**Try it**
Find each line in the records below that contains the word "forehead", and copy it out.

**Input**
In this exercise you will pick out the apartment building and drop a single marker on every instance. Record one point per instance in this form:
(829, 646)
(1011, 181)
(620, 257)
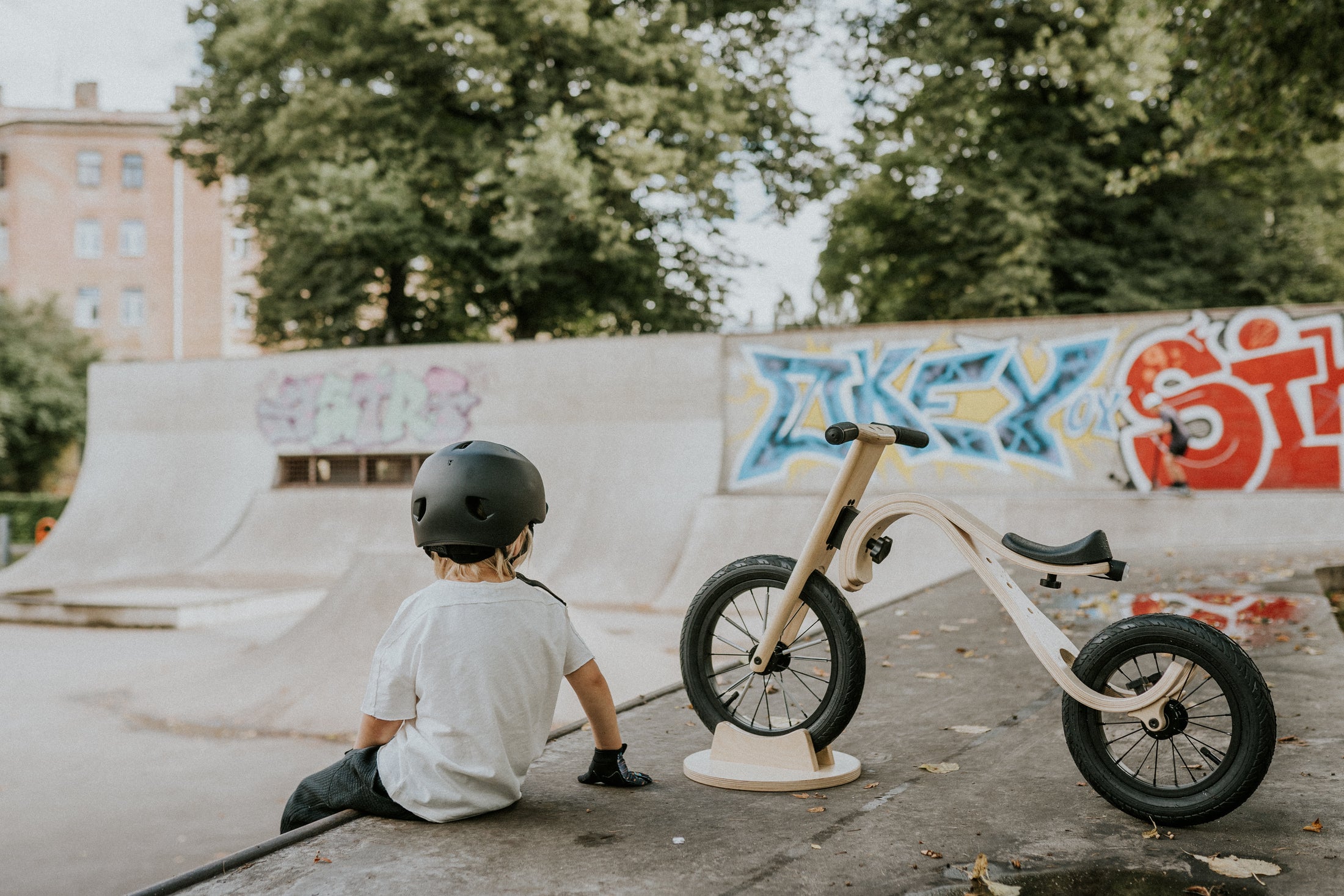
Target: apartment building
(136, 250)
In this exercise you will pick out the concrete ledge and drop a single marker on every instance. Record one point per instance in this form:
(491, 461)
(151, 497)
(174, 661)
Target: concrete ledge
(175, 608)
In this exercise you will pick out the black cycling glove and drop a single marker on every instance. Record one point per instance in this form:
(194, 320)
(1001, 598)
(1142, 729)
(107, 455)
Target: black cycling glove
(608, 769)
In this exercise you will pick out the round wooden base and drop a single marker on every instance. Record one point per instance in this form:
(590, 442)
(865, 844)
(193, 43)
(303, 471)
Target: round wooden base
(738, 776)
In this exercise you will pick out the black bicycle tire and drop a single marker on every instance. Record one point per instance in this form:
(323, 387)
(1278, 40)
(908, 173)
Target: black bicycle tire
(822, 596)
(1249, 702)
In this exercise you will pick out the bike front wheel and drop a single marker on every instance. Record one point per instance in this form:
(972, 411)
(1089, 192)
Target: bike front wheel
(1219, 737)
(814, 683)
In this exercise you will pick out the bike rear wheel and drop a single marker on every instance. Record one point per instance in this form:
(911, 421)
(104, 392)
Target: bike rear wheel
(814, 683)
(1219, 737)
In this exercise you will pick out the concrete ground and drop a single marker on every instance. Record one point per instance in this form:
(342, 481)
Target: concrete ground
(1017, 796)
(92, 801)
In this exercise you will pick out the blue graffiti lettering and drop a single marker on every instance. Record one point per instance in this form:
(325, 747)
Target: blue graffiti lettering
(1023, 429)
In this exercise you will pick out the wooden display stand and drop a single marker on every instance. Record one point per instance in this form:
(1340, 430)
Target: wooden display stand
(741, 760)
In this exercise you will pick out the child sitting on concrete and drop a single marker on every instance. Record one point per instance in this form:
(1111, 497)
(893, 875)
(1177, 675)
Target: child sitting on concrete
(464, 682)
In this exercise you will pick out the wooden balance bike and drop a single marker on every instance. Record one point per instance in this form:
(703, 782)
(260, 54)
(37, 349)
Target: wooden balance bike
(1166, 716)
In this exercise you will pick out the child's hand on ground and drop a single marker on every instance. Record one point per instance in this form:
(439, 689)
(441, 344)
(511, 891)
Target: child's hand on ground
(608, 769)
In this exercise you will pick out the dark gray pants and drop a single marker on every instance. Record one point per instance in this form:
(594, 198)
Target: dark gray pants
(350, 784)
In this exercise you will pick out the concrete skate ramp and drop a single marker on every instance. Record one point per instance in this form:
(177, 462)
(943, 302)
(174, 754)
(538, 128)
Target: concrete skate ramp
(310, 680)
(178, 484)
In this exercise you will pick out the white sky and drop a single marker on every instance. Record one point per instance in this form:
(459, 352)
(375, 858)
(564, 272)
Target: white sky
(137, 50)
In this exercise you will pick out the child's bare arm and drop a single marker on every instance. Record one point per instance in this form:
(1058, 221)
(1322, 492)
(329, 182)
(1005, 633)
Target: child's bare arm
(596, 697)
(608, 766)
(375, 732)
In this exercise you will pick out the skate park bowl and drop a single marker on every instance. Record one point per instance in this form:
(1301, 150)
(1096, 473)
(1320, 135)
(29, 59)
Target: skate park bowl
(279, 486)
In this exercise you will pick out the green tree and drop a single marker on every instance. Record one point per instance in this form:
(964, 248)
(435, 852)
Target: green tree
(452, 170)
(1269, 76)
(996, 137)
(43, 368)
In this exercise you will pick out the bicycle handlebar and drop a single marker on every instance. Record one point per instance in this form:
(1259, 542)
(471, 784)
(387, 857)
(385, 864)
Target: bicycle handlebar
(845, 432)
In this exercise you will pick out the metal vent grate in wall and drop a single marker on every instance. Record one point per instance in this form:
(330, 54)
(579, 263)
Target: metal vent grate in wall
(348, 469)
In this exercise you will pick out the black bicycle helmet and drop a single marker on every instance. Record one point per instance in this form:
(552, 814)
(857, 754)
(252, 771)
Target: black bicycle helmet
(473, 497)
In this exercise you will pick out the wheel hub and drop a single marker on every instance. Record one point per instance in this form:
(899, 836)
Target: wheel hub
(778, 660)
(1177, 722)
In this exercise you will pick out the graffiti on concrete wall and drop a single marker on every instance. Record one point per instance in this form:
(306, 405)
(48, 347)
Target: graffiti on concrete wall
(1258, 394)
(367, 410)
(983, 402)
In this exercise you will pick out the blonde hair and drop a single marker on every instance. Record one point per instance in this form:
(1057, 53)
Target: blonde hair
(503, 564)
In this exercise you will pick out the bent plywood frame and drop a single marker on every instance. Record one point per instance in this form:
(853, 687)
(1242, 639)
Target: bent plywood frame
(982, 547)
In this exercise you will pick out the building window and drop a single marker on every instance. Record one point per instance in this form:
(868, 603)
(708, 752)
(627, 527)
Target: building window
(133, 171)
(243, 312)
(88, 238)
(350, 469)
(89, 169)
(86, 307)
(133, 307)
(131, 239)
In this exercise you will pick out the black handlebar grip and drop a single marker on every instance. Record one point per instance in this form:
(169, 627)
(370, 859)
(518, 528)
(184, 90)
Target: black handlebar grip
(842, 433)
(915, 439)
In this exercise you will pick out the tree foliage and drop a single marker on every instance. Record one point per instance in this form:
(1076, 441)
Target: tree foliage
(1271, 76)
(448, 170)
(43, 368)
(991, 175)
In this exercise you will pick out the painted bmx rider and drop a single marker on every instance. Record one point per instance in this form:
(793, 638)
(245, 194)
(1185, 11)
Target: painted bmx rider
(464, 683)
(1175, 448)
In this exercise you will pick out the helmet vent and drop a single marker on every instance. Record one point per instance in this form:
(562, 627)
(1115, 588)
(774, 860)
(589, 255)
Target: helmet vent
(476, 507)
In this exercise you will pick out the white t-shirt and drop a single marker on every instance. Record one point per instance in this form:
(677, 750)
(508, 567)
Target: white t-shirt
(475, 668)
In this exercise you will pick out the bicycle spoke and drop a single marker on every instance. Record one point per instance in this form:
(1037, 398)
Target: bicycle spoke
(807, 685)
(734, 684)
(1138, 731)
(738, 628)
(758, 705)
(730, 644)
(757, 605)
(1188, 770)
(1128, 751)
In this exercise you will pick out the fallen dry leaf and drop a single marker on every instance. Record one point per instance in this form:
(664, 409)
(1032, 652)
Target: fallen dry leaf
(1234, 867)
(980, 872)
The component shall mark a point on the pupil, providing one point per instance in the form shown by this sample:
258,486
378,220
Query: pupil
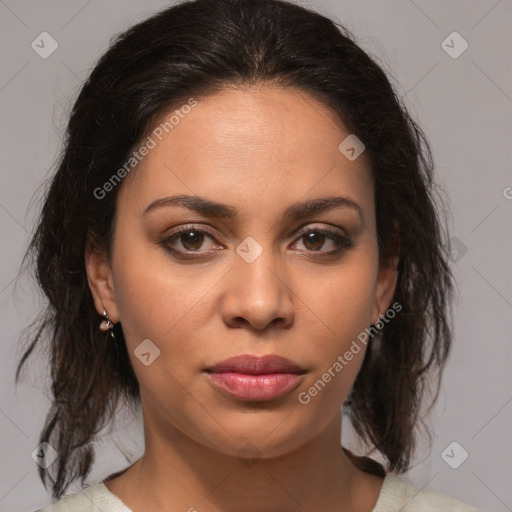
191,238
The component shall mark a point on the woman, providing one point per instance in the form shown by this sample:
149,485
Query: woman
242,238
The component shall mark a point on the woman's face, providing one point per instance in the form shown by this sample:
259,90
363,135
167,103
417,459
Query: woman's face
261,280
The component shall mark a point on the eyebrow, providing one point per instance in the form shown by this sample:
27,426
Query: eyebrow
299,210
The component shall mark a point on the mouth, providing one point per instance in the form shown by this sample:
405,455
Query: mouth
254,378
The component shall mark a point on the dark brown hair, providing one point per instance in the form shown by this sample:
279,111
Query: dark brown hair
193,49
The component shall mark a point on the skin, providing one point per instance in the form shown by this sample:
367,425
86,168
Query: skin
259,150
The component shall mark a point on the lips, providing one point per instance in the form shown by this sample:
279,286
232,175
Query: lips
255,365
253,378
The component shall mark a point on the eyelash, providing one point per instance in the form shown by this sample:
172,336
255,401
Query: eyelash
343,242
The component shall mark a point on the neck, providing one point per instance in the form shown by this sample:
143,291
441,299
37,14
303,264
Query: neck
177,473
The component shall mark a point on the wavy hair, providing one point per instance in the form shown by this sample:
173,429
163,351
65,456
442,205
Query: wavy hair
196,48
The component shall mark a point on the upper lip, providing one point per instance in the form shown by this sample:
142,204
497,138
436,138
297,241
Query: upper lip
256,365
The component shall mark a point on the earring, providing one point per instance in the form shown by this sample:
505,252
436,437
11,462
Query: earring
107,325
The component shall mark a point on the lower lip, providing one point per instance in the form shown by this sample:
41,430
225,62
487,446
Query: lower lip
254,387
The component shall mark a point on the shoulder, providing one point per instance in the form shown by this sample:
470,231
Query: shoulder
91,499
398,494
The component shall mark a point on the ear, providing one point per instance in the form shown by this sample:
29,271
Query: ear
99,277
387,278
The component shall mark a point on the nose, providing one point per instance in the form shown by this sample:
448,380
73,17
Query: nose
257,294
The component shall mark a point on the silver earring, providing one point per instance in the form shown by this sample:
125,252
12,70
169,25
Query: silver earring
106,325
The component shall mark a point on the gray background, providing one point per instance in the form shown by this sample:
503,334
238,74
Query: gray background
464,105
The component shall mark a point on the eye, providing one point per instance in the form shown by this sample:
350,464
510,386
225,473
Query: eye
187,240
313,239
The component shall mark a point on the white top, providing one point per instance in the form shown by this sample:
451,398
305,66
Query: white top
396,495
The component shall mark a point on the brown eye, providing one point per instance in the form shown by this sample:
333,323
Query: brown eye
314,240
189,242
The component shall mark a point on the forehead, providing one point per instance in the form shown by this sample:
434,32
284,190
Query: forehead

**Written reply**
The component shall mark a point on the forehead, providing one point per instance in the form shown by this sample:
Query: forehead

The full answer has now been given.